**Request A:** Per the passage on new measures for claiming treaty benefits, on what date did the new measures take effect?
**Request B:** In the passage on claiming treaty benefits, rewrite the part between "The State Administration" and "the tax authority.", inclusive, replacing "taxpayers" with "filers".
**Request C:** Extend the passage on new measures for claiming tax treaty benefits with the next part.

**Given passage:**
---------------
New Measures For Claiming Treaty Benefits

The State Administration of Taxation (the “SAT”) has loosened up its requirements for non- residents of China in claiming the applicable tax treaty benefits, effective 1 January, 2020. The new measures were issued under SAT Public Notice (2019) No. 35 (the” PN 35”) in October 2019. Previously, under the SAT Public Notice (2015) No. 60 (the “PN 60”), pre-approval by the China tax authority in claiming tax treaty benefits was not required, but taxpayers were still required to fulfil the record-filing procedure. The PN 35 goes even further by allowing non - resident taxpayers to determine whether it is eligible for the relevant tax treaty benefits, i.e., a self-assessment of eligibility, and claim such tax treaty benefit as long as the relevant supporting documents are retained for inspection by the tax authority.
This new measure is one of the measures to optimize the taxation business environment and to “streamline administration, delegate powers and improve regulation and services”.

In detail

 

The PN 35 was effective from 1 January, 2020. It stipulates that non-resident taxpayers shall self-assess their eligibility to enjoy tax treaty benefits through the mechanism of “self- assessment of eligibility of claiming for treaty benefits and retaining documents for inspection”.
---------------
**Provided data:**

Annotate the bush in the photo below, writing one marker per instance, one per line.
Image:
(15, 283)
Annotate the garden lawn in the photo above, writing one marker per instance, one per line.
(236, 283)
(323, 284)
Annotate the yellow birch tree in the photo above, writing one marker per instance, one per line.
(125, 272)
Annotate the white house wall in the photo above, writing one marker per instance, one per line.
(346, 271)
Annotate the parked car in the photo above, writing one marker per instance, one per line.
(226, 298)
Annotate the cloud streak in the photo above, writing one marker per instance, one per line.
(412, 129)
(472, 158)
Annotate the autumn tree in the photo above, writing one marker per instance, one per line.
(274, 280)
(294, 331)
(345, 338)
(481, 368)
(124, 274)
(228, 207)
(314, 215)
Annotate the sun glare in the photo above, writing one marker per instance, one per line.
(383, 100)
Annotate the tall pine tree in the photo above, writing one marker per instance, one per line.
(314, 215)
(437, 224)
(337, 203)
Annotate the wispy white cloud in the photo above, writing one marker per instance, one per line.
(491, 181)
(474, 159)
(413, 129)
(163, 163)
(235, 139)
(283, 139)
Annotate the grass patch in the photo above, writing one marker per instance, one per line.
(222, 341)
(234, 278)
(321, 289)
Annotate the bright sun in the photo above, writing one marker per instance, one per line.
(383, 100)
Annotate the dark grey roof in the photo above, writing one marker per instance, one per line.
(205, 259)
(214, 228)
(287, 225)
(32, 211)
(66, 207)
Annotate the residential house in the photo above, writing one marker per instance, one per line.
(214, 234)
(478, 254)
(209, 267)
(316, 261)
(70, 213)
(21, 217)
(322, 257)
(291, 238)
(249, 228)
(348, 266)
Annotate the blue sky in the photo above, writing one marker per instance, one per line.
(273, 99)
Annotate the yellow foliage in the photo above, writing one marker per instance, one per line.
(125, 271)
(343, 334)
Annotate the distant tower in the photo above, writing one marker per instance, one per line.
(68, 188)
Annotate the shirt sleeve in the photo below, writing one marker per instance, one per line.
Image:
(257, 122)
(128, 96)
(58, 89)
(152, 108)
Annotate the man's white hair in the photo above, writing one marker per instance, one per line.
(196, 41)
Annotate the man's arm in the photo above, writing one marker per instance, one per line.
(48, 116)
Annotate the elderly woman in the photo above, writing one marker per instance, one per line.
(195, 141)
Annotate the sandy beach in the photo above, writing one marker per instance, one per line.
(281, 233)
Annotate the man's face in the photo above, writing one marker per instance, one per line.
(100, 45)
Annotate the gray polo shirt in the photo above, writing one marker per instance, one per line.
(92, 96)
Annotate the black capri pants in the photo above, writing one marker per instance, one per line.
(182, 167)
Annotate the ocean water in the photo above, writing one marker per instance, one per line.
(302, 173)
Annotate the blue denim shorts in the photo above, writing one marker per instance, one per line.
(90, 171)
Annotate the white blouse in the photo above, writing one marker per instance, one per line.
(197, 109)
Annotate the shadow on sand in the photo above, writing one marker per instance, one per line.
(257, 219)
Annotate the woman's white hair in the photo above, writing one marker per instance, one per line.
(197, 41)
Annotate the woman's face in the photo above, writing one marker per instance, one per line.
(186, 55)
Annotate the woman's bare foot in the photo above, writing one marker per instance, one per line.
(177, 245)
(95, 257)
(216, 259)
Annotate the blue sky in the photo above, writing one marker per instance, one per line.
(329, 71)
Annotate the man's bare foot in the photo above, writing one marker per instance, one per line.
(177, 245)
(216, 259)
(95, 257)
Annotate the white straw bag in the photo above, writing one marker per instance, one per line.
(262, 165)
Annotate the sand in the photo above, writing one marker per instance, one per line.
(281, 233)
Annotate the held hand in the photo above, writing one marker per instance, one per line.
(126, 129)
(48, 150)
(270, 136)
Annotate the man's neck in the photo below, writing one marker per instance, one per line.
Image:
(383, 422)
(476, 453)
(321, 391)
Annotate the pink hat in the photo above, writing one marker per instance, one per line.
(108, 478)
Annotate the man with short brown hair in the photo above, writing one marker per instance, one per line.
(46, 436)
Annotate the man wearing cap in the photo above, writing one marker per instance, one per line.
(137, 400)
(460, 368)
---------------
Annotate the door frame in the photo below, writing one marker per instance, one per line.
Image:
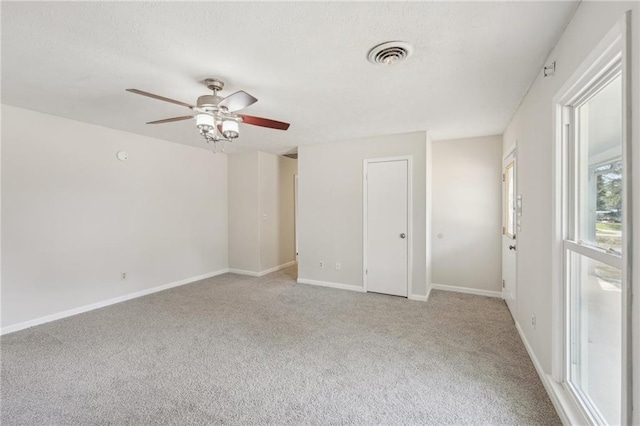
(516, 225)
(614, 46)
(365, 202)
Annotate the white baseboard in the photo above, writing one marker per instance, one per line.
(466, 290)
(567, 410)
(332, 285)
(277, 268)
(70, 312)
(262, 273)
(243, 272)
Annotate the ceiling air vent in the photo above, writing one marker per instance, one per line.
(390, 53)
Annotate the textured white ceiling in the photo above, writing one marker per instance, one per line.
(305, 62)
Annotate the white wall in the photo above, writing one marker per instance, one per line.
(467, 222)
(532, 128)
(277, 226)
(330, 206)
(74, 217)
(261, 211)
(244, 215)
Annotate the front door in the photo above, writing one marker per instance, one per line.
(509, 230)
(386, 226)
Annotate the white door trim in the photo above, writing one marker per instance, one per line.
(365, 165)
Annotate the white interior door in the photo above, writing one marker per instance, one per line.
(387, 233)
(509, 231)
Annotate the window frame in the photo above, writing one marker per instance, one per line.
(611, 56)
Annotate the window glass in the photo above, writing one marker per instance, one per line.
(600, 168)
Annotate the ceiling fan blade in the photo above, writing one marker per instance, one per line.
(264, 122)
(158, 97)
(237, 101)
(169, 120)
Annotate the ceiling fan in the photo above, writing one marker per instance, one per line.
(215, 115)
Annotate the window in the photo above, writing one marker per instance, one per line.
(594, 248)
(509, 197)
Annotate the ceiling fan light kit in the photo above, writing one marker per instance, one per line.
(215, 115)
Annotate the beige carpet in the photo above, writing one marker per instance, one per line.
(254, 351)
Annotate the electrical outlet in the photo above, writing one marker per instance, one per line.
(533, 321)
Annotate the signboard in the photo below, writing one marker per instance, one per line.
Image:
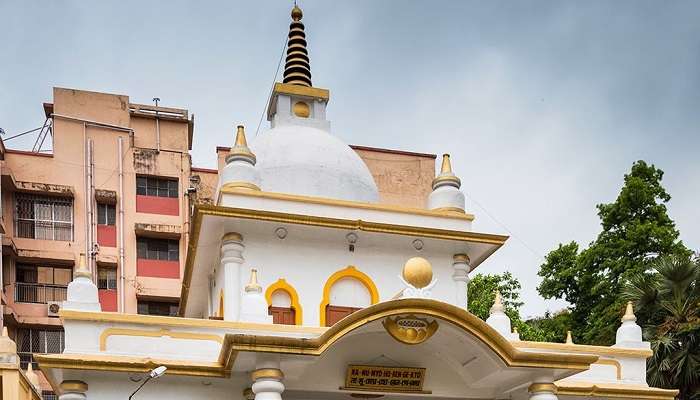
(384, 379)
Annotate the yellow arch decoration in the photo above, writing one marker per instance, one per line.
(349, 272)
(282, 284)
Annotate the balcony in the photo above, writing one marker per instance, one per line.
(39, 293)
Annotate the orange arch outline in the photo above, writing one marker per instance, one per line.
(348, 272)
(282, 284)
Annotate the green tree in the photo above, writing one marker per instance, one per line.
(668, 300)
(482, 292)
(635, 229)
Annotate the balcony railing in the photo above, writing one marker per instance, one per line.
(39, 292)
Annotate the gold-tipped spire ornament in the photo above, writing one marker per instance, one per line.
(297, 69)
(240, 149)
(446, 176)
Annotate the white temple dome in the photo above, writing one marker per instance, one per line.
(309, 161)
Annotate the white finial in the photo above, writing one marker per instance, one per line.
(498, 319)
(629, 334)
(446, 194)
---------------
**Final result A:** 1 January 2020

**Final result B:**
The State Administration of Taxation (the “SAT”) has loosened up its requirements for non- residents of China in claiming the applicable tax treaty benefits, effective 1 January, 2020. The new measures were issued under SAT Public Notice (2019) No. 35 (the” PN 35”) in October 2019. Previously, under the SAT Public Notice (2015) No. 60 (the “PN 60”), pre-approval by the China tax authority in claiming tax treaty benefits was not required, but filers were still required to fulfil the record-filing procedure. The PN 35 goes even further by allowing non - resident filers to determine whether it is eligible for the relevant tax treaty benefits, i.e., a self-assessment of eligibility, and claim such tax treaty benefit as long as the relevant supporting documents are retained for inspection by the tax authority.

**Final result C:**
 

In respect of self-filing by non-resident taxpayers, e.g., claiming of treaty benefits under the exemption under the Permanent Establishment Article, the non-resident taxpayer shall self- assess its eligibility to enjoy the exemption under “no Permanent Establishment in China, and if the non-resident taxpayer qualifies, it should claim the exemption by submitting the “Reporting Form for Non-resident Taxpayers Claiming Tax Treaty Benefits” (the “Form”) in its tax filing. It must, however, collect and retain relevant supporting documents for post-filing inspection.

 

In respect of withholding by withholding agents, e.g., withholding tax on interest and dividends, the non-resident taxpayer shall self-assess its eligibility to enjoy tax treaty, and if it qualifies, it should provide the completed Form with the withholding agent. The non-resident taxpayer would still be required to collect and retain supporting documents for post-filing inspection.

 

The Issues In Respect of the Responsibilities

 

In the event of not meeting the relevant documentation requirement during post-filing inspection, the question becomes who should be accountable, the withholding agent or the non-resident taxpayers.

 

Withholding Agents’ Responsibility

 

Under the PN 35, the responsibility of the withholding agent is much reduced. Unlike under the PN 60, the withholding agent is no longer required to verify the non-resident recipient’s eligibility to enjoy treaty benefits based on the information provided. The withholding agent would only be required to check whether the Form provided by the non-resident recipient is complete.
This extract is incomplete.